## start SOURCE EXCERPT

A parser, of course, has no eyes. 
Nor common sense. 
So we'll need to use some explicit instructions.
What about the following?

0. Keep in mind that not all chars are valid for an email.
1. The first email-valid chars constitute the `user` field. It should contain at least one char.
2. After the `user` field we expect an "@". We check that it is there, and we ignore it.
3. The next email-valid chars after the "@" correspond to the `host` field. It should contain at least one char.

In the example below, you can see the implementation of this algorithm.

In [2]:
# First, we define what charachters are acceptable on an email (email-valid chars)
email_char = choice(ascii_alpha_num, ascii_underscore, text_literal("."), text_literal("-"))

# We abstract the information contained in an email as:
# [username]@[host]
email = named_sequence(
            user=some_char(email_char), # Step 1
            _1=text_literal("@"), # Step 2
            host=some_char(email_char) # Step 3
        )

# Notice that we ignore the "@" by assigning it to the field "_1".
# Why not use just "_"? Because we need these fields to be unique.
# In case we had more than one ignored value, we recommend to use
# _1, _2, and so on for the ignored fields.

Let's apply to a made-up email address and see if it works:

In [3]:
parsed = parse_bytes(email, b'p.rodriguez-sanchez@esciencecenter.nl')

print(parsed)

{'user': b'p.rodriguez-sanchez', 'host': b'esciencecenter.nl'}


Notice that we used the `parse_bytes` method to actually apply the parser.
We'll use this method very often, so it is good to stop for a moment and reflect about its structure.
Typically, `parse_bytes` will take two arguments as an input:

1. A parser, indicating the kind of data we expect.
2. The data itself.

The output will be the parsed data.

## More advanced email address parsers

### More detailed fields

The information contained in an email address can be further dissected.
For instance, the `host` information can be split in `server` and `country` code.
That is:

[username]@[server].[country]

We can create a more detailed parser that splits strings wherever it finds a dot.

In order to do this, we first have to redefine the set of acceptable email chars, to not include the dot anymore.

In [4]:
email_char = choice(ascii_alpha_num, ascii_underscore, text_literal("-"))

Now, we can use the parser below to dissect email components.

In [5]:
email_component = sep_by(some_char(email_char, lambda b: b.decode()), text_literal("."))

Let's build the improved parser.

In [6]:
better_email = named_sequence(
                user=email_component,
                _1=text_literal("@"),
                host=email_component
                )

And try it:

In [7]:
my_email = parse_bytes(better_email,
            b"pablo.rodriguez-sanchez@esciencecenter.nl")

The output is a dictionary containing the dissected parts of the email.

In [8]:
print(my_email)

{'user': ['pablo', 'rodriguez-sanchez'], 'host': ['esciencecenter', 'nl']}


#### Pro tip: construct a data class

We can use the dictionary to create an instance of a data class.

## end SOURCE EXCERPT
## start STORED RECORDS

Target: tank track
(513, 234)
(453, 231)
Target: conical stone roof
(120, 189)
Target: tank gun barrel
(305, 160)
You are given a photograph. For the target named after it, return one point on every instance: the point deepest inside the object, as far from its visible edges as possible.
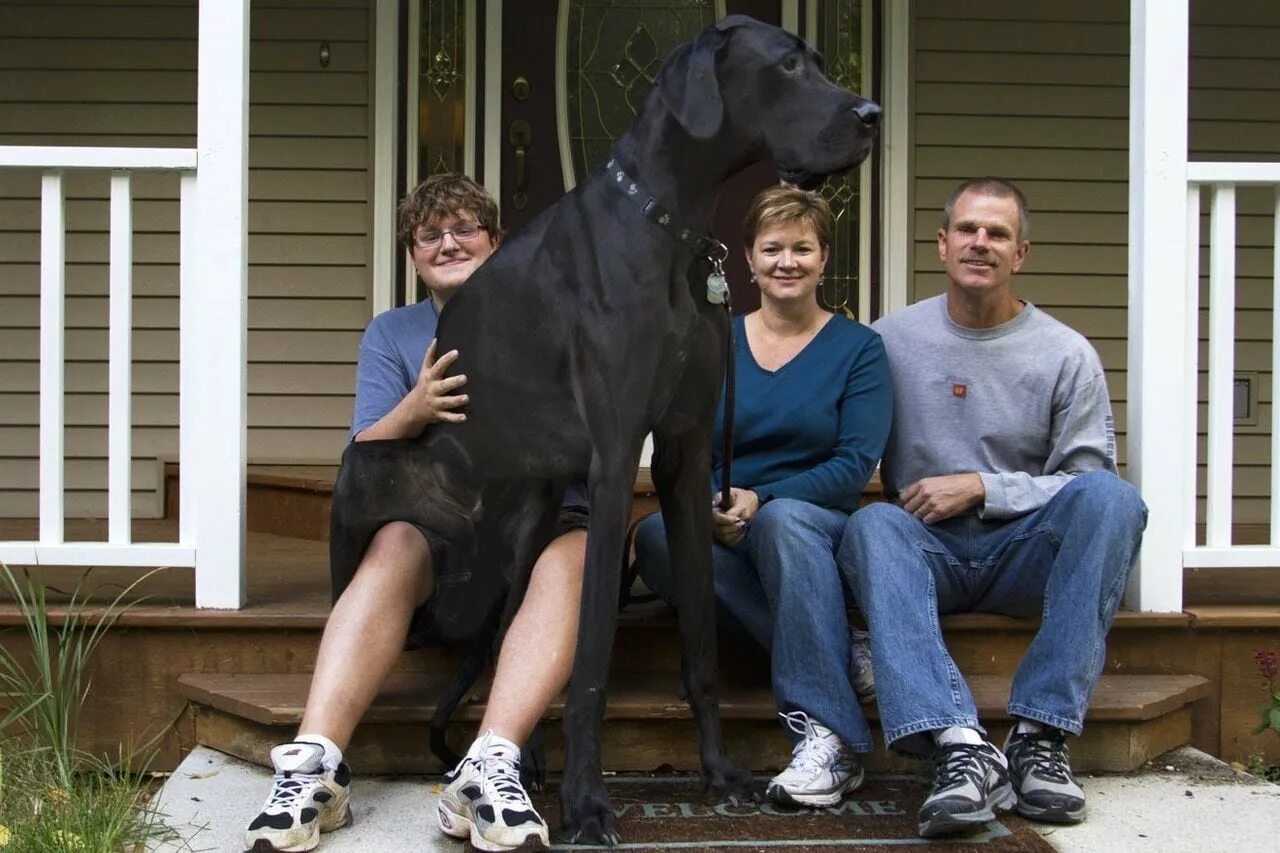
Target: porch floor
(1183, 802)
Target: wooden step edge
(410, 697)
(1217, 616)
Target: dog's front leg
(680, 469)
(585, 808)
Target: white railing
(213, 329)
(1219, 550)
(119, 548)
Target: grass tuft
(54, 796)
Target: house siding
(115, 73)
(1038, 94)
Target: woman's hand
(730, 525)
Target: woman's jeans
(1065, 564)
(781, 585)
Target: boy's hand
(434, 397)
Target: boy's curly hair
(448, 194)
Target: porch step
(1133, 719)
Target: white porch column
(1159, 359)
(220, 278)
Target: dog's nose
(869, 114)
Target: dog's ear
(689, 87)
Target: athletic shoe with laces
(860, 665)
(970, 784)
(822, 770)
(484, 801)
(306, 799)
(1042, 776)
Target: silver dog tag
(716, 287)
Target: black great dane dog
(586, 331)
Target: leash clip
(717, 288)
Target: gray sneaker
(1042, 776)
(860, 665)
(970, 784)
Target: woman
(810, 422)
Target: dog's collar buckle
(663, 218)
(717, 287)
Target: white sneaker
(484, 801)
(860, 665)
(306, 799)
(822, 770)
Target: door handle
(520, 135)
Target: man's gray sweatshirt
(1023, 404)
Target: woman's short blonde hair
(448, 194)
(784, 205)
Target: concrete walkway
(1185, 801)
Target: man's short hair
(784, 205)
(997, 187)
(447, 194)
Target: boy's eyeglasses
(433, 238)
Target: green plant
(54, 796)
(1269, 664)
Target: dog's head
(762, 91)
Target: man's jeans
(1065, 562)
(781, 585)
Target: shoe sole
(310, 843)
(817, 799)
(947, 824)
(1050, 815)
(457, 825)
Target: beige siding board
(114, 72)
(161, 378)
(967, 35)
(161, 217)
(1060, 71)
(80, 474)
(955, 162)
(51, 86)
(1054, 117)
(161, 279)
(161, 313)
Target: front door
(570, 77)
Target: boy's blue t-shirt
(816, 428)
(391, 359)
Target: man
(1004, 498)
(449, 227)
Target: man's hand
(730, 525)
(433, 396)
(936, 498)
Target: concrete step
(1183, 802)
(1133, 719)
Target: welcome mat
(671, 813)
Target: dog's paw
(727, 783)
(589, 820)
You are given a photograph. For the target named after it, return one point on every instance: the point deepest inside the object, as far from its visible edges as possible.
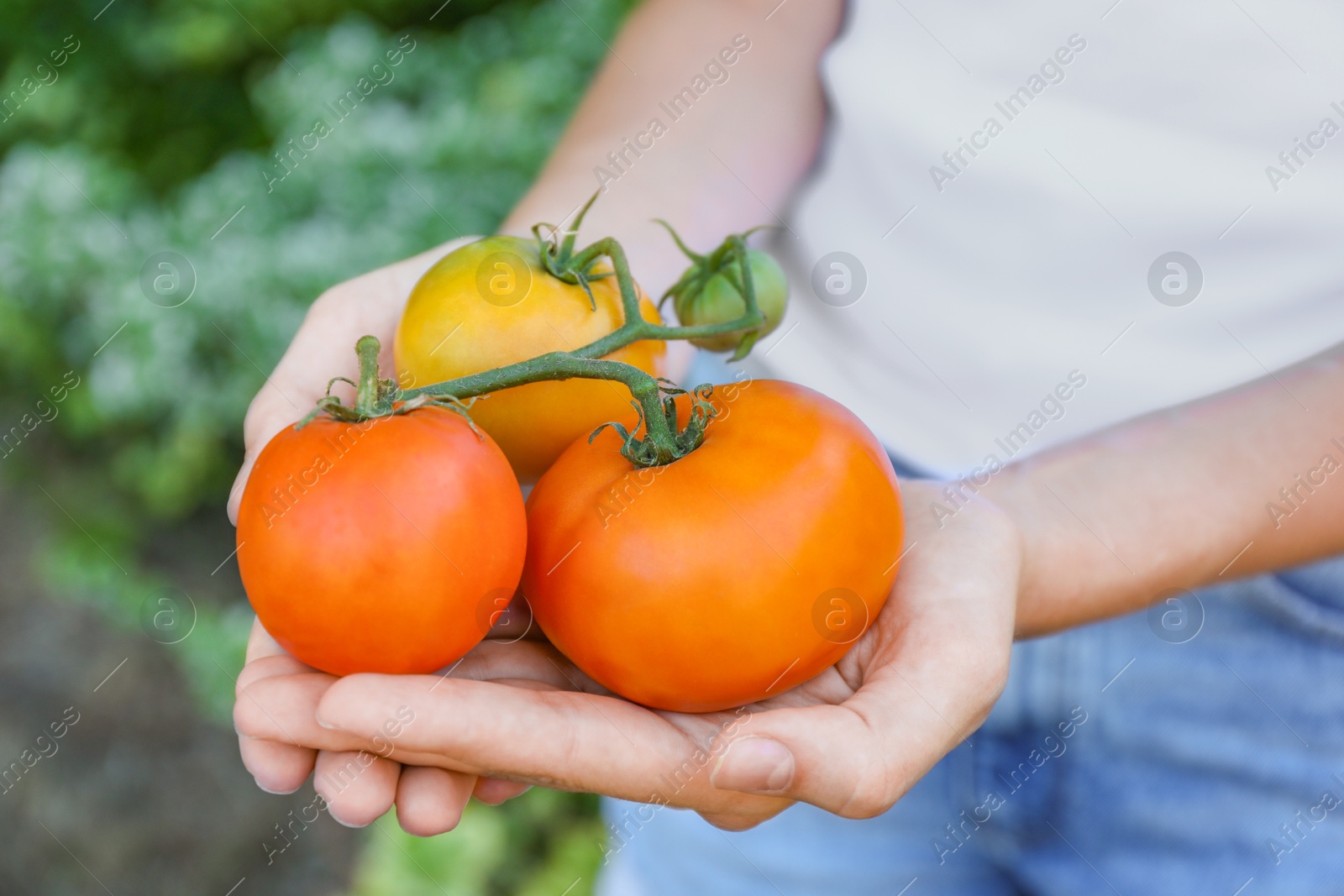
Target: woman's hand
(430, 799)
(851, 741)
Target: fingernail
(756, 765)
(346, 824)
(276, 793)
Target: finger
(558, 739)
(360, 788)
(324, 348)
(282, 708)
(924, 691)
(430, 801)
(492, 792)
(277, 768)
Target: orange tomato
(385, 546)
(492, 302)
(730, 575)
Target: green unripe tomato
(721, 301)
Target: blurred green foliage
(156, 136)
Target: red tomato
(726, 577)
(381, 546)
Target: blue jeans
(1196, 747)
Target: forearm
(726, 163)
(1182, 499)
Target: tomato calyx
(647, 452)
(729, 259)
(559, 259)
(376, 396)
(656, 437)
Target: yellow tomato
(492, 302)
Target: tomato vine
(654, 398)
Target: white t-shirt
(1008, 301)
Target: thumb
(754, 765)
(853, 761)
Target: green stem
(662, 443)
(367, 392)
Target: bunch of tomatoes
(734, 573)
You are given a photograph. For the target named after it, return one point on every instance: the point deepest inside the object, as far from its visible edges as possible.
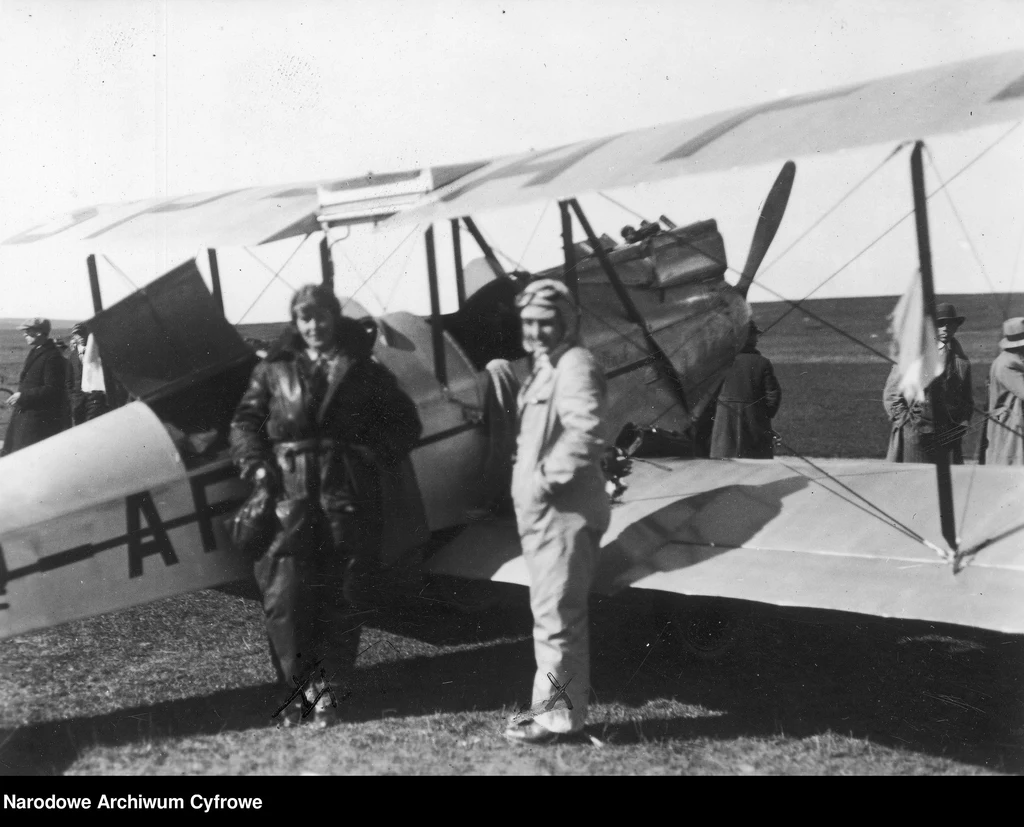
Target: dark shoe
(530, 733)
(291, 715)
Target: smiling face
(316, 327)
(945, 330)
(542, 329)
(34, 336)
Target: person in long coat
(921, 430)
(1005, 429)
(320, 425)
(558, 491)
(749, 399)
(40, 407)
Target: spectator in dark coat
(749, 399)
(1006, 398)
(922, 430)
(40, 408)
(85, 404)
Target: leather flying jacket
(364, 411)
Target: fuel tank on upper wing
(676, 279)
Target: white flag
(92, 368)
(913, 343)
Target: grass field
(183, 686)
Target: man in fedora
(922, 431)
(40, 407)
(748, 400)
(1005, 430)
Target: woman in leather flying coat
(318, 424)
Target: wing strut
(436, 330)
(946, 516)
(460, 275)
(656, 353)
(568, 251)
(488, 254)
(215, 278)
(97, 301)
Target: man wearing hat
(748, 400)
(921, 431)
(561, 508)
(1005, 429)
(86, 396)
(39, 403)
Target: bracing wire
(274, 275)
(355, 270)
(386, 259)
(529, 241)
(965, 168)
(120, 272)
(622, 206)
(833, 209)
(498, 250)
(964, 229)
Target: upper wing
(942, 99)
(228, 218)
(912, 105)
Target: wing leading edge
(912, 105)
(784, 533)
(915, 104)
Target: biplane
(129, 508)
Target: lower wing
(848, 535)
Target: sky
(113, 100)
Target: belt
(303, 446)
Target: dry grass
(183, 687)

## end STORED RECORDS

__REQUIREMENTS__.
1/ Reproduce the passage of the email parsing excerpt starting with "2. After the" and going on through "of this algorithm.".
2/ Update the records starting with the line with "Target: woman in leather flying coat" and going on through the last line of the records, replacing "bracing wire" with "rigging wire" and leaving everything else unchanged. Give only those lines.
The email parsing excerpt and the records have no connection to each other.

__PER-TASK OUTPUTS__.
1/
2. After the `user` field we expect an "@". We check that it is there, and we ignore it.
3. The next email-valid chars after the "@" correspond to the `host` field. It should contain at least one char.

In the example below, you can see the implementation of this algorithm.

2/
Target: woman in leather flying coat
(318, 424)
Target: wing strut
(436, 330)
(946, 516)
(460, 275)
(656, 353)
(568, 251)
(488, 254)
(215, 278)
(97, 301)
Target: man wearing hat
(748, 400)
(921, 431)
(561, 508)
(1005, 429)
(86, 396)
(39, 403)
Target: rigging wire
(274, 275)
(355, 270)
(386, 259)
(529, 241)
(965, 168)
(120, 272)
(622, 206)
(833, 209)
(498, 250)
(964, 229)
Target: upper wing
(942, 99)
(228, 218)
(912, 105)
Target: wing leading edge
(912, 105)
(784, 533)
(915, 104)
Target: biplane
(129, 508)
Target: lower wing
(848, 535)
Target: sky
(113, 100)
Target: belt
(303, 446)
Target: dry grass
(183, 687)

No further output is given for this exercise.